## Task objective
Which lines in the items below contain the word "black"? Copy each of them.

Items from a dataset
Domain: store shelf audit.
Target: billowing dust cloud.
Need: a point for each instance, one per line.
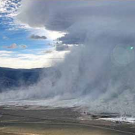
(100, 72)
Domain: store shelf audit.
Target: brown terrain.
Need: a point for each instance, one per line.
(38, 120)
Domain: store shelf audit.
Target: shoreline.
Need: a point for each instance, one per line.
(43, 120)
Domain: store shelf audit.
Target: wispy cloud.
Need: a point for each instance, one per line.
(37, 37)
(28, 61)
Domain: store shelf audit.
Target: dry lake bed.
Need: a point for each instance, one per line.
(38, 120)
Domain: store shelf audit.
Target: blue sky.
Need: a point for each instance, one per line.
(10, 33)
(16, 43)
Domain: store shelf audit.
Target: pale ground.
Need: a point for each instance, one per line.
(55, 121)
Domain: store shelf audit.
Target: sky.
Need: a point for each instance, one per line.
(24, 45)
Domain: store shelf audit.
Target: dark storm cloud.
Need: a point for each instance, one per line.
(100, 73)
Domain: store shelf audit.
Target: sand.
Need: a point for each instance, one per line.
(55, 121)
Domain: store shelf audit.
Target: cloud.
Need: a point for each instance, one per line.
(61, 47)
(23, 46)
(28, 61)
(5, 37)
(100, 71)
(13, 46)
(38, 37)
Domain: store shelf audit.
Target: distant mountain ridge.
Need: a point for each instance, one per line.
(12, 78)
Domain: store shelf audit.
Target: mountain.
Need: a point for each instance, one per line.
(12, 78)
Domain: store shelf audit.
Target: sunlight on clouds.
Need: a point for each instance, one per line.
(13, 60)
(51, 35)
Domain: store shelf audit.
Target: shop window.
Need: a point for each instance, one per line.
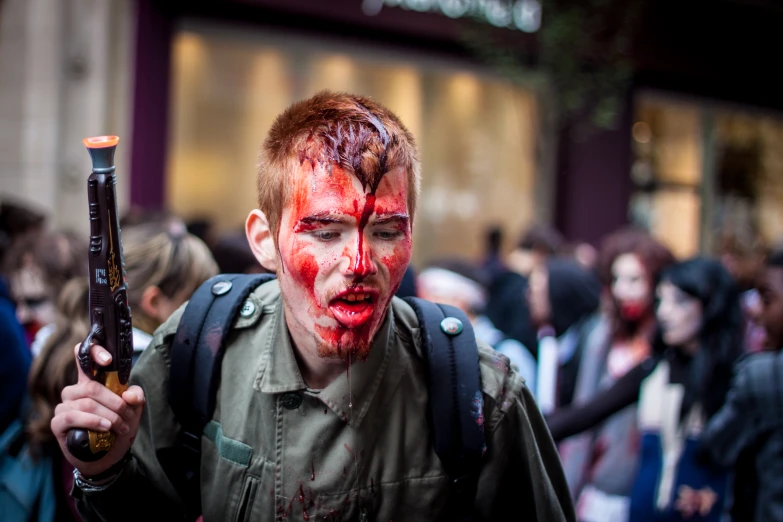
(708, 177)
(477, 134)
(667, 172)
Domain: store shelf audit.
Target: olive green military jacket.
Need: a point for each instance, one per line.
(357, 450)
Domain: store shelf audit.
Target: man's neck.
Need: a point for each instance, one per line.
(318, 372)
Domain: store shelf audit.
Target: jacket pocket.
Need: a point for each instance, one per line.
(246, 500)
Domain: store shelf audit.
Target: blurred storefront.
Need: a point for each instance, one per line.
(231, 67)
(707, 175)
(477, 133)
(193, 86)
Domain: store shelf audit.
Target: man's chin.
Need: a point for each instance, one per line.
(344, 345)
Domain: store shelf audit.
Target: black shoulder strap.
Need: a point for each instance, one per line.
(456, 404)
(196, 356)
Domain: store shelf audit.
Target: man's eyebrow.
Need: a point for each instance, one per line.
(387, 218)
(320, 219)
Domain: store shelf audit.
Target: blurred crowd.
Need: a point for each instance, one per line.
(633, 355)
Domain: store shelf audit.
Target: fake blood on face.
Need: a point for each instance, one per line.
(348, 258)
(364, 259)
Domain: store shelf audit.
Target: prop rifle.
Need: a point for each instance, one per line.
(110, 317)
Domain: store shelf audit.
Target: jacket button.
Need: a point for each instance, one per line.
(291, 401)
(451, 326)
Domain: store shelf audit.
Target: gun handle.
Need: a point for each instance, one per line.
(88, 445)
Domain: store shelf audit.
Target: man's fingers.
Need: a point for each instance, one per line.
(78, 419)
(95, 391)
(118, 423)
(98, 354)
(134, 396)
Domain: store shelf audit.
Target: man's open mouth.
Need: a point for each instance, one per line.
(353, 308)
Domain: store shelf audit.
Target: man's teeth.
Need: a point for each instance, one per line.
(357, 297)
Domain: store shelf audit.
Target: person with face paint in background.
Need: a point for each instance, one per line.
(458, 282)
(678, 389)
(321, 412)
(601, 464)
(749, 427)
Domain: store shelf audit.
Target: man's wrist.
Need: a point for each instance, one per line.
(103, 479)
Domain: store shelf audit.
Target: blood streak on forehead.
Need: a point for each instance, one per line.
(345, 140)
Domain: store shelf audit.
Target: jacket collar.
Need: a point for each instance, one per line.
(351, 394)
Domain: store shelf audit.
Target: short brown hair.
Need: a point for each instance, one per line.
(360, 135)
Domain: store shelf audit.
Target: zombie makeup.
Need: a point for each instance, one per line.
(34, 309)
(343, 249)
(680, 315)
(770, 289)
(630, 287)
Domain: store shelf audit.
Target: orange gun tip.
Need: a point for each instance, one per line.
(99, 142)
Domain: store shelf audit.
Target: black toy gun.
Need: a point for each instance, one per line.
(110, 317)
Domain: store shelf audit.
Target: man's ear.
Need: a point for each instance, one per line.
(150, 301)
(259, 236)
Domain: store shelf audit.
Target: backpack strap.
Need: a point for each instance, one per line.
(196, 356)
(456, 403)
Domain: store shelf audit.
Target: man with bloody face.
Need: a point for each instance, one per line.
(322, 408)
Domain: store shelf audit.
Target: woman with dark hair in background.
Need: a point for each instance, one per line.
(600, 465)
(678, 389)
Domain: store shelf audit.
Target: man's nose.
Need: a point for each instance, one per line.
(360, 258)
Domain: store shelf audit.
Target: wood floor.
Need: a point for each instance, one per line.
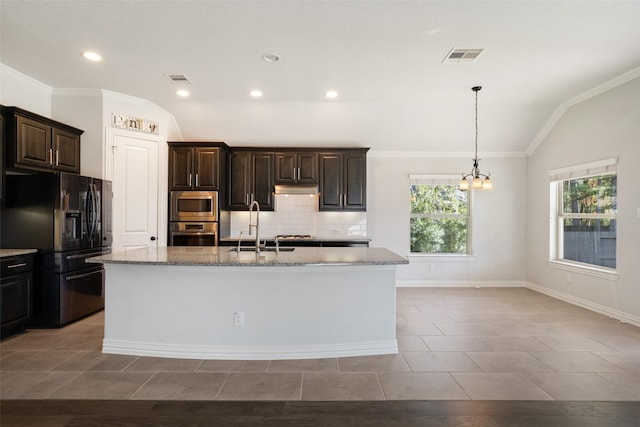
(468, 357)
(58, 413)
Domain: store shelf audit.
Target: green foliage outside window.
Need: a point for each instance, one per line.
(439, 219)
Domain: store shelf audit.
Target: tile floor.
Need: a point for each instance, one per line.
(455, 344)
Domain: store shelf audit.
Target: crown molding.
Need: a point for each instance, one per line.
(444, 154)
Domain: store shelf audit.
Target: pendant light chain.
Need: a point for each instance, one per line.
(476, 157)
(476, 180)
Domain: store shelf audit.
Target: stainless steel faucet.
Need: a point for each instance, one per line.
(257, 224)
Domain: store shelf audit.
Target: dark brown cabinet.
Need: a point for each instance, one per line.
(194, 167)
(15, 292)
(296, 167)
(250, 178)
(343, 180)
(36, 142)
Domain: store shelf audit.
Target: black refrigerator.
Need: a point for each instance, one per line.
(67, 218)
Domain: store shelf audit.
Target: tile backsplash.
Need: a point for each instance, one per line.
(298, 214)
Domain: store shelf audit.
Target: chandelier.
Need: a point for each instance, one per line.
(478, 180)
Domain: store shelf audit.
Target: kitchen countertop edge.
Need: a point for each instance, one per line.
(219, 256)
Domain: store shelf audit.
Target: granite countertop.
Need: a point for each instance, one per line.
(224, 256)
(299, 239)
(16, 252)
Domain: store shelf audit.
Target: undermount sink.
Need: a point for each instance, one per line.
(267, 249)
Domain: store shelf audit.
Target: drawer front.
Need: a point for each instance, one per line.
(15, 295)
(11, 266)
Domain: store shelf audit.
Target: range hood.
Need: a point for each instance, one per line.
(296, 189)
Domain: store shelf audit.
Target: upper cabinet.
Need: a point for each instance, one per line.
(250, 178)
(36, 142)
(195, 166)
(343, 180)
(296, 167)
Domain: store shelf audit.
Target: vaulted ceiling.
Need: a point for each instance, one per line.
(384, 58)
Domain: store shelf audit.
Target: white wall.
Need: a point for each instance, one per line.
(498, 219)
(20, 90)
(83, 109)
(605, 126)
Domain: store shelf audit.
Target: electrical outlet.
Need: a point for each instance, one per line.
(238, 318)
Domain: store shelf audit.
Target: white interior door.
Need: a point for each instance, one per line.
(135, 192)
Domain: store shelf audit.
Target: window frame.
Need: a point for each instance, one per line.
(449, 180)
(557, 216)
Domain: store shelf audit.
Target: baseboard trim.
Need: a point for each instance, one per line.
(589, 305)
(460, 283)
(214, 352)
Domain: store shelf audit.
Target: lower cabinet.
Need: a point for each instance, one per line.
(16, 287)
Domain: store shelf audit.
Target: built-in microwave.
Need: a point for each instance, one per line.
(194, 206)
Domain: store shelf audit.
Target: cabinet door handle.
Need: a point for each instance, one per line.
(22, 264)
(81, 276)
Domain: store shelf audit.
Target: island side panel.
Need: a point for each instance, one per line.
(289, 313)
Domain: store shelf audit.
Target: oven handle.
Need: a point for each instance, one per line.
(82, 276)
(88, 255)
(178, 233)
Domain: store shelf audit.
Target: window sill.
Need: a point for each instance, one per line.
(601, 273)
(417, 257)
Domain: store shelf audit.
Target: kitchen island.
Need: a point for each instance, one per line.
(219, 303)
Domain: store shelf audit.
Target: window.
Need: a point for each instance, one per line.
(584, 203)
(440, 216)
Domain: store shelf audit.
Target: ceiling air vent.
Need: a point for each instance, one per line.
(178, 78)
(462, 55)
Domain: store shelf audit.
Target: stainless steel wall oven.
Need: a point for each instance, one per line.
(194, 218)
(194, 206)
(193, 234)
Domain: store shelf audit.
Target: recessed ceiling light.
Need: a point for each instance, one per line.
(270, 57)
(92, 56)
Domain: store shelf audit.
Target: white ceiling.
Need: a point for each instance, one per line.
(383, 57)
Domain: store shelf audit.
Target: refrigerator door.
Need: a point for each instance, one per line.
(81, 293)
(106, 218)
(75, 207)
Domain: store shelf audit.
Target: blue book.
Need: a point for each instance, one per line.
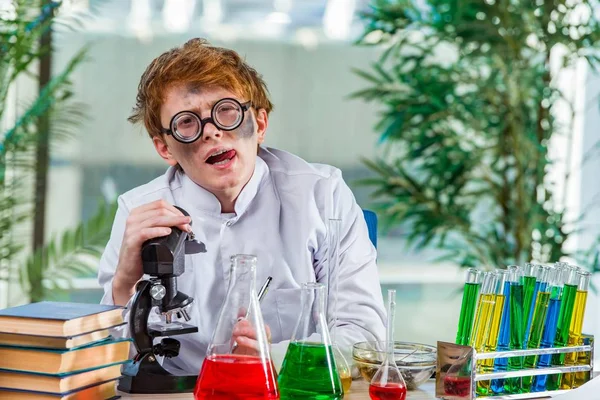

## Task answer
Target: black shoulder strap.
Target: black toy gun.
Target: black refrigerator.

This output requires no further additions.